**Fragmento seleccionado**:
------------

La compleja y desigual sociedad mexicana contemporánea, encapsulada dentro de un estado fallido, cuyos orígenes se remontan al fracaso de la gesta revolucionaria de hace un siglo, que fue desvirtuada por una voraz y sanguinaria clase dirigente, está dando inicio a una nueva etapa de su larga historia de luchas internas, a partir de los resultados electorales del domingo 1° de julio recién pasado. Este acontecimiento ocurre dentro de lo que representa la culminación de un nuevo despliegue de la presencia de los movimientos populares, siempre en la búsqueda de alcanzar un mínimo de democracia y de justicia social, con la que grandes mayorías populares no han dejado de soñar, al menos desde los tiempos de Francisco Villa y Emiliano Zapata, unos líderes revolucionarios que enarbolaron muchas de esas reivindicaciones, para terminar siendo asesinados por la nueva burguesía que se adueñó del patrimonio de la llamada revolución mexicana. Después del período nacionalista y popular del presidente Lázaro Cárdenas, durante la década de los treinta, la vida social y política de México vino involucionando dentro de una espiral de violencia, además un saqueo sistemático del erario público y de los recursos naturales de la nación. La represión contra la clase obrera y sus organizaciones sociales de lucha se volvió despiadada y sistemática, durante las décadas de los cincuenta y los sesenta, mientras que el movimiento estudiantil fue objeto de la sangrienta represión que culminó en la matanza de la Plaza de las Tres Culturas de la ciudad de México, del 2 de octubre de 1968. Así transcurrieron los 60 años de la hegemonía del llamado Partido Revolucionario Institucional (PRI) hasta el año 2000, cuando fue desplazado por el brazo reaccionario y clerical del Partido de Acción Nacional (PAN), durante los sexenios gubernamentales transcurridos entre esa fecha y el año 2012. La práctica constante del fraude electoral se mantuvo durante los gobiernos de esos dos partidos, los que hicieron objeto de notorias acciones fraudulentas, en dos oportunidades (2006 y 2012), al hoy presidente electo de México, Andrés Manuel López Obrador, a quien los contundentes resultados electorales en su favor hicieron imposible que se le cerrara el camino para alcanzar la presidencia de México.

------------

**Material presentado**:
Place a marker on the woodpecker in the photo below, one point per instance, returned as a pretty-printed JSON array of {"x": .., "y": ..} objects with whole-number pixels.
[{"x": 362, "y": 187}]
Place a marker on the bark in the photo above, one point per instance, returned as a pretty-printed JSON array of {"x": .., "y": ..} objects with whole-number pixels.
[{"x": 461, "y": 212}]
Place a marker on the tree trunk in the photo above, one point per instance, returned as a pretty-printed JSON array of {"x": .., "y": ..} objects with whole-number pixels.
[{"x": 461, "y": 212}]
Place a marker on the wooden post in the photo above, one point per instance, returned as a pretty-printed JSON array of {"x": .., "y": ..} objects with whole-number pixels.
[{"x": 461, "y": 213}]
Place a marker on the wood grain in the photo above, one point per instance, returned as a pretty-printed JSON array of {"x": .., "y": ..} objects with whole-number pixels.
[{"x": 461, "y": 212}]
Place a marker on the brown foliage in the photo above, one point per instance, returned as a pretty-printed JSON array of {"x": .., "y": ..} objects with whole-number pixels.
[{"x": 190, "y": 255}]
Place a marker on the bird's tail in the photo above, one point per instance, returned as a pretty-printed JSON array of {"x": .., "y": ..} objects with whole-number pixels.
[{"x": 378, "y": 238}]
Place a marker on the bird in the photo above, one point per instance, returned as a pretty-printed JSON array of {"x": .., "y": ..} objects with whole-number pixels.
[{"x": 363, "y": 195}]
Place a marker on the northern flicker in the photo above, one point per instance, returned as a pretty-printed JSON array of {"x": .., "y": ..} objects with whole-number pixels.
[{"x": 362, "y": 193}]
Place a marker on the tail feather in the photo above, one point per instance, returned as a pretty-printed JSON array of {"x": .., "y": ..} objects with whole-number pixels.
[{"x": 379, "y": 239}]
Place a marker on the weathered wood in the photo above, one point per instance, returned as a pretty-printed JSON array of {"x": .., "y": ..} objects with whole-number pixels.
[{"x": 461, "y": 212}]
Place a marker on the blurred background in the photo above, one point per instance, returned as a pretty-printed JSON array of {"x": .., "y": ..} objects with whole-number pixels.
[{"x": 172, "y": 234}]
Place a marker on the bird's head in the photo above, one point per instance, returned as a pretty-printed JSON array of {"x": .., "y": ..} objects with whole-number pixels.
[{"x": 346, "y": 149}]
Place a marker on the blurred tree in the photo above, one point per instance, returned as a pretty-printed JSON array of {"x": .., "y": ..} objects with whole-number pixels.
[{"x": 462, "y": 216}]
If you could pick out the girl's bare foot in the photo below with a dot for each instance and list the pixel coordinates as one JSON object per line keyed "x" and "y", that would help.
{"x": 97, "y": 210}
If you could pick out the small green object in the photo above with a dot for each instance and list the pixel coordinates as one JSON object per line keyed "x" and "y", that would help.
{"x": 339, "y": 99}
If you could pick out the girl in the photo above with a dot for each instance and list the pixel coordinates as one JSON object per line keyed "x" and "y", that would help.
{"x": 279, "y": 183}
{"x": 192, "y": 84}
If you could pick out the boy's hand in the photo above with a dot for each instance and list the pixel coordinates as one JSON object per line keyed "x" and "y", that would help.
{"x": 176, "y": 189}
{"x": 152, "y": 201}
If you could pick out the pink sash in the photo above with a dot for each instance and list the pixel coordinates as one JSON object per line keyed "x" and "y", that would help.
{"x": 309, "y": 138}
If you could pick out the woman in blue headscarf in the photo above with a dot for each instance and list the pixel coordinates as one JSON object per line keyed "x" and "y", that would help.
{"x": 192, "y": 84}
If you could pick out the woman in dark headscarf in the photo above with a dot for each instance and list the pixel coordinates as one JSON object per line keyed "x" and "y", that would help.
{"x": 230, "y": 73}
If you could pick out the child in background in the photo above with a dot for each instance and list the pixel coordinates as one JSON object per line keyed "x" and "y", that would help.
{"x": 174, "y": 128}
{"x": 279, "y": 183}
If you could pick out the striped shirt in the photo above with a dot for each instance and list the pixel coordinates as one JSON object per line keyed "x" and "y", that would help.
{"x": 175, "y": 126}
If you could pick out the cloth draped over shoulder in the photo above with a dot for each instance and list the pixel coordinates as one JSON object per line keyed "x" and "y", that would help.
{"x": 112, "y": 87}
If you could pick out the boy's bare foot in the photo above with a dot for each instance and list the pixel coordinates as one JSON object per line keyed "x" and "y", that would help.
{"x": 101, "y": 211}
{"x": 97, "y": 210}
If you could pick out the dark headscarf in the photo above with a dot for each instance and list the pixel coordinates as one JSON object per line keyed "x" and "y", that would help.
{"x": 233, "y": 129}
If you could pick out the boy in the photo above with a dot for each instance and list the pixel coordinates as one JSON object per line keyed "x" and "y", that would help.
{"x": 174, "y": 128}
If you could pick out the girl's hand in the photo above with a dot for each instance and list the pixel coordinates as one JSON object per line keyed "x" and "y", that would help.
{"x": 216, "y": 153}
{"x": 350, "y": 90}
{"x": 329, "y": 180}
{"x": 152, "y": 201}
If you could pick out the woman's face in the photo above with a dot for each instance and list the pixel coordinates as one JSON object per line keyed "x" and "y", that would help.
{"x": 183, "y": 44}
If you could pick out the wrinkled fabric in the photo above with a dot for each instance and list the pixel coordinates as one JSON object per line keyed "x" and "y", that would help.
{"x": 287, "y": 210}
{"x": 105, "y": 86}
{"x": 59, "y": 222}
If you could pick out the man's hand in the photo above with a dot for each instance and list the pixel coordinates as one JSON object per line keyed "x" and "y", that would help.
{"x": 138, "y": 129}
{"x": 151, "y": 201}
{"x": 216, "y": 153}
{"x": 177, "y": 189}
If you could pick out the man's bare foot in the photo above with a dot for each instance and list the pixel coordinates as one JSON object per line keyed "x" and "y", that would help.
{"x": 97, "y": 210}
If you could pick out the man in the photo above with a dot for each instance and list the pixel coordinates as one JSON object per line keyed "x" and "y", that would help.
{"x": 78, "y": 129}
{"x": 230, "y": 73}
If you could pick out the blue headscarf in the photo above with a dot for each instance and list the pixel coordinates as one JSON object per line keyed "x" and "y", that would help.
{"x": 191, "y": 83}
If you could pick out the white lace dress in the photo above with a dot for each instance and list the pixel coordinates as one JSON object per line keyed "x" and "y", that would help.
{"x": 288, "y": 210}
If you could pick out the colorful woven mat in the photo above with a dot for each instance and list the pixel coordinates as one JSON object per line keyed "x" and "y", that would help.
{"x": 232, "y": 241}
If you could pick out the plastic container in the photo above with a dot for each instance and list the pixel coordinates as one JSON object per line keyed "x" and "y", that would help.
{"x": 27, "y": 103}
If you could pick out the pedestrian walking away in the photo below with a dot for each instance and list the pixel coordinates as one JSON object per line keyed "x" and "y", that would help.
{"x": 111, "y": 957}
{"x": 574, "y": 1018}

------------

**Qué se pide**:
**a.** Indica si cada afirmación coincide con el fragmento sobre la sociedad mexicana y respalda cada respuesta con la cita exacta del texto: (i) la matanza de la Plaza de las Tres Culturas ocurrió el 2 de octubre de 1968; (ii) el PAN gobernó México hasta 2006; (iii) Francisco Villa y Emiliano Zapata murieron por causas naturales.
**b.** Prosigue el fragmento sobre la sociedad mexicana a partir de su última oración.

**Problemas resueltos**:
**a.**
(i) Sí: "la matanza de la Plaza de las Tres Culturas de la ciudad de México, del 2 de octubre de 1968".
(ii) No: "durante los sexenios gubernamentales transcurridos entre esa fecha y el año 2012".
(iii) No: "para terminar siendo asesinados por la nueva burguesía que se adueñó del patrimonio de la llamada revolución mexicana".

**b.**
En términos de la alteridad política, los fraudes electorales de 2006 y 2012 se tradujeron en uno de los períodos más sombríos de la historia mexicana reciente, con la elección de los presidentes Felipe Calderón y Enrique Peña Nieto, panista el primero y priista el segundo. Los miles de muertos ocasionados por la guerra contra el narcotráfico que desató Calderón se vuelven casi un secreto a voces durante esos años, mientras que el PRI regresa después de 12 años para asaltar lo que queda de importante en la institucionalidad del país. Además, Peña Nieto se encargó de liquidar Petróleos Mexicanos PEMEX, la única empresa de propiedad mexicana que figuraba entre un importante grupo de transnacionales de la región, mientras prosigue la represión de los trabajadores petroleros y de la electricidad, cuya empresa también liquidó. Estos años del PRI estuvieron marcados por la detención de 43 estudiantes normalistas, en Ayotzinapa (estado de Guerrero), quienes 4 años después continúan como desaparecidos, mientras el gobierno de turno elude sus responsabilidades frente a las reiteradas protestas de sus familiares, los cuales han contado con el apoyo de grandes movilizaciones populares no solo en el estado de Guerrero, sino también en la capital federal y en todo el resto del país.
La elección de Andrés Manuel López Obrador para ocupar la presidencia de México, durante el sexenio entre 2018 y 2024, marca un punto de inflexión en la vida política y social de ese país, constituyéndose en la exteriorización de las esperanzas de un pueblo cansado de la falta de democracia, de la creciente desigualdad social y de la constante violación de los derechos humanos. Para el pueblo mexicano, es apenas un cambio del marco de referencia en el que tendrá que seguir librando sus duras batallas.